INPUT MATERIAL |
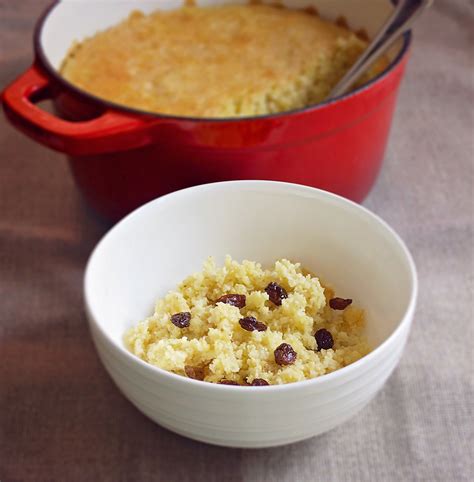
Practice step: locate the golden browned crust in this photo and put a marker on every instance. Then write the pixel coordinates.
(216, 61)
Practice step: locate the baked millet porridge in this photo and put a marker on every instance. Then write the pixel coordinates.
(241, 324)
(217, 61)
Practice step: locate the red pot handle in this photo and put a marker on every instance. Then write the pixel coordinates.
(110, 131)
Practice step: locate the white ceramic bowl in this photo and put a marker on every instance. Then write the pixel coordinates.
(155, 247)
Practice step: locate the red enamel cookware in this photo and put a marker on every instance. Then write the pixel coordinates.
(122, 157)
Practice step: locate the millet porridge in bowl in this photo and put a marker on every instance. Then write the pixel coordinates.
(242, 324)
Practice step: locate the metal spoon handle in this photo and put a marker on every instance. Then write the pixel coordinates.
(399, 22)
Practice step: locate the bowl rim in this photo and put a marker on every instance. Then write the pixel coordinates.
(291, 188)
(107, 104)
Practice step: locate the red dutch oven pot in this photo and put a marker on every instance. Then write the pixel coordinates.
(122, 157)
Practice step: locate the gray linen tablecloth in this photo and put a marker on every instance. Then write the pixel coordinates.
(62, 418)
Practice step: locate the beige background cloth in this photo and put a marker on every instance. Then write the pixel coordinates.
(61, 417)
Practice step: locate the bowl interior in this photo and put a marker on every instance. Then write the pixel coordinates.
(155, 247)
(71, 20)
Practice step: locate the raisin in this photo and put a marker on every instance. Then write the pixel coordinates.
(233, 300)
(181, 320)
(339, 303)
(259, 382)
(276, 293)
(197, 373)
(324, 339)
(228, 382)
(284, 354)
(250, 323)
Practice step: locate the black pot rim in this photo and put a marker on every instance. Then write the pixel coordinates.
(106, 104)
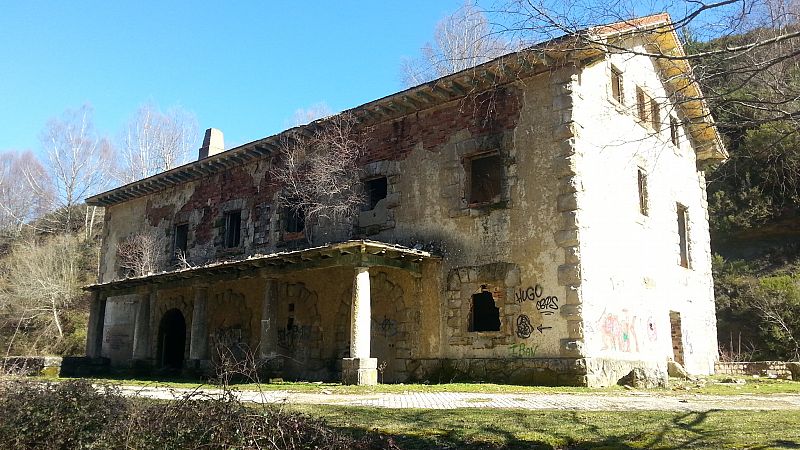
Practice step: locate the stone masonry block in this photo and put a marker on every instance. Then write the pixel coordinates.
(569, 274)
(567, 202)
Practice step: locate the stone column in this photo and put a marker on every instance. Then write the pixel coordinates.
(268, 348)
(94, 333)
(141, 331)
(360, 368)
(198, 341)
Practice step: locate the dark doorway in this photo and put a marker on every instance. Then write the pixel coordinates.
(484, 315)
(171, 340)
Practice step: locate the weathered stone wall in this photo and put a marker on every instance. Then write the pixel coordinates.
(573, 268)
(631, 277)
(774, 369)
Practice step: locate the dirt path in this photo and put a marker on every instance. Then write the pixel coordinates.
(452, 400)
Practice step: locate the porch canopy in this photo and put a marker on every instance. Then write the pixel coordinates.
(360, 255)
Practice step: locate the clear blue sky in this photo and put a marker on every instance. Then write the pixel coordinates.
(242, 67)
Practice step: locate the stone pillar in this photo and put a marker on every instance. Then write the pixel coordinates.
(198, 341)
(141, 331)
(360, 368)
(94, 333)
(269, 323)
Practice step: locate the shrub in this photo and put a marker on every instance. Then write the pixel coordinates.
(73, 414)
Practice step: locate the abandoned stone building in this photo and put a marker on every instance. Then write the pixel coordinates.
(538, 219)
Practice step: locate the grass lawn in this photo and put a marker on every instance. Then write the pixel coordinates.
(710, 385)
(519, 429)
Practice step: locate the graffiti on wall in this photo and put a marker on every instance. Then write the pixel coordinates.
(522, 350)
(525, 328)
(546, 305)
(620, 332)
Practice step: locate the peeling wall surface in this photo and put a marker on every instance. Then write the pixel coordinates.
(579, 283)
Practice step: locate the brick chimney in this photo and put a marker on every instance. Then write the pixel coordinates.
(213, 143)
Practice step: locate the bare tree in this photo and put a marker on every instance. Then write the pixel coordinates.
(461, 40)
(142, 254)
(20, 204)
(154, 142)
(43, 280)
(77, 165)
(319, 175)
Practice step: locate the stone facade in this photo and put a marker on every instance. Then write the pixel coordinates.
(519, 181)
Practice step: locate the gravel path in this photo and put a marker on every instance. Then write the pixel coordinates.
(451, 400)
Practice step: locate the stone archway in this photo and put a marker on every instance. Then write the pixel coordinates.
(172, 340)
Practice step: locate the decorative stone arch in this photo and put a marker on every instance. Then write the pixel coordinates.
(393, 327)
(163, 305)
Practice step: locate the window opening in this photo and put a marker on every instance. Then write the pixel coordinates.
(485, 315)
(655, 114)
(233, 228)
(616, 85)
(485, 179)
(673, 130)
(642, 181)
(295, 219)
(641, 104)
(181, 241)
(375, 190)
(683, 241)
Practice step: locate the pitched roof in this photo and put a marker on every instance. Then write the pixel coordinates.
(499, 71)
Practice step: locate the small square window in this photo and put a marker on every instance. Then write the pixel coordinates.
(485, 179)
(642, 181)
(181, 241)
(683, 239)
(616, 86)
(295, 219)
(375, 191)
(673, 130)
(233, 228)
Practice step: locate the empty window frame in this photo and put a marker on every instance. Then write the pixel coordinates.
(294, 219)
(655, 114)
(683, 238)
(642, 184)
(233, 228)
(180, 243)
(617, 92)
(673, 130)
(375, 190)
(642, 101)
(484, 315)
(485, 179)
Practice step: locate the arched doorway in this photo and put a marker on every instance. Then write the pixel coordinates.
(171, 339)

INSTRUCTION |
Pictures in the records above should not be copied. Repeat everything else exactly.

RESULT OF THIS EXERCISE |
Practice step: locate the golden browned crust in this photo and put a marker on every instance. Then write the pixel coordinates.
(216, 61)
Practice step: locate the baked millet porridge in this photo and put a marker on every instance. Then write the pixel coordinates.
(241, 324)
(217, 61)
Practice step: locate the red pot handle in this photo and put a marker on every instance. Then write the pixel coordinates.
(110, 131)
Practice step: locate the white ceramic bowl in this photo and put a marker on every instance. Then write the pixel coordinates.
(155, 247)
Practice step: locate the red enamel cookware in this photo and put a marker on every instance. Then write the pixel coordinates.
(122, 157)
Practice step: locate the millet porridge in bowl in this photo and put a marker on every instance. Then write the pixel coordinates.
(242, 324)
Practice step: locate the metal spoon handle in this photo and put a marker on every instance. Then write the pixel coordinates.
(399, 22)
Practice step: locate the bowl rim in this photo and put a marker on every instance. Then write the pixel coordinates.
(291, 188)
(107, 104)
Practice step: locate the red dutch oven pot in this photo and put a marker on every instance. Then write the pixel coordinates.
(122, 157)
Practice step: locate the gray linen tablecloth in this photo and put a marker on every instance. Then write the pixel coordinates.
(62, 418)
Practice step: locate the beige background cloth in this photo and put a marker on every instance. Then write the pixel coordinates.
(61, 417)
Practice step: locate the bowl interior in this photo and put a marker on every instance. Then write the pixel coordinates.
(155, 247)
(71, 20)
Practice step: locate the raisin in this photo and put a marker on every instance. Then write the pixel coordinates.
(233, 300)
(181, 320)
(339, 303)
(259, 382)
(276, 293)
(197, 373)
(324, 339)
(228, 382)
(284, 354)
(250, 323)
Practice step: locate the black pot rim in this photo and put a marker on every instance. Then write the pixel coordinates.
(106, 104)
Practice step: locate the stone masonry block in this photo and put a marker on every instance. Then write the pixel coordinates.
(569, 274)
(567, 202)
Practice step: locate the stone column in this photo and put a marker on every instance. Then write the pixel coordinates.
(268, 348)
(94, 333)
(141, 331)
(360, 368)
(198, 341)
Practice step: locate the dark doorway in this photo and put a marker on every instance. Then write the pixel coordinates.
(484, 315)
(171, 340)
Practice step: locate the weathered stone wall in this photo and put a marker on every instance. Then write the pixel coordinates.
(573, 268)
(631, 277)
(774, 369)
Practice step: locate the dirt path in this photo and put a marker on every instance. Then write the pixel coordinates.
(452, 400)
Practice step: locate the porch canopy in this photo and put a marker on every instance. Then write the pixel coordinates.
(360, 255)
Practice step: locate the clear blue sky in this photo and put a marker on every instance. Then write the pixel coordinates.
(242, 67)
Practice step: locate the stone pillar in this photo and put a marker on every instance. Then write the pixel coordinates.
(198, 341)
(141, 331)
(360, 368)
(94, 333)
(269, 323)
Practice step: locate the shrub in this photo and put a marker on every instance. Then write the pixel coordinates.
(73, 414)
Practice step: locate the abandoned stone building in this photo and put a marker on every instance. Then write the pixel coordinates.
(538, 219)
Practice step: locate the grass lawn in this photo and put a marker on every instance. Then write the pixel coordinates.
(710, 385)
(519, 429)
Practice step: locate the graffiti on wall in this photo and put a marker on every instance. Then write the pixel coordinates.
(522, 350)
(525, 328)
(546, 305)
(620, 332)
Practice step: locate the peeling wall surface in this photo and put a marker on every instance. Then write the pixel coordinates.
(579, 283)
Practice step: locate the brick chimney in this photo and put a marker on every instance. Then write the pixel coordinates.
(213, 143)
Practice step: locate the bare tree in this photo and put a marker on every instance. Then write the pixel coordinates.
(461, 40)
(142, 254)
(20, 204)
(154, 142)
(43, 280)
(77, 165)
(319, 175)
Practice step: locate the stone facade in this photo and put a marker on every instance. Then write the pixel coordinates.
(519, 181)
Practice step: locate the gravel path in this photo and put a marker on every instance. Then write the pixel coordinates.
(451, 400)
Practice step: locate the stone archway in this photo and put a marker on every instance. Then write the pixel coordinates.
(172, 340)
Practice step: locate the decorative stone arch in this photo and put a marker on every instance. Then write the pixel coordinates.
(393, 327)
(163, 305)
Practice step: locate the window opening in this photo and put a marker on every instance. Then write the pixel coordinates.
(485, 315)
(655, 114)
(233, 228)
(616, 85)
(485, 179)
(673, 130)
(642, 181)
(295, 219)
(641, 104)
(181, 241)
(375, 190)
(683, 241)
Practice step: locate the pitched roof in this photo and put a marker on every instance. Then write the pixel coordinates.
(499, 71)
Practice step: locate the small square window in this photo and put a marker on every instance. Then write the pixel coordinates.
(485, 179)
(642, 181)
(181, 241)
(683, 239)
(616, 86)
(295, 219)
(375, 191)
(673, 130)
(233, 228)
Practice step: locate the empty window frame in this photo and put a marker on every instance. Then write the pixel coordinates.
(294, 219)
(655, 114)
(683, 238)
(642, 184)
(233, 228)
(180, 243)
(617, 92)
(673, 130)
(375, 190)
(642, 101)
(484, 315)
(485, 179)
Practice step: locate the arched doorway in this photo and put a marker on every instance. Then write the pixel coordinates.
(171, 339)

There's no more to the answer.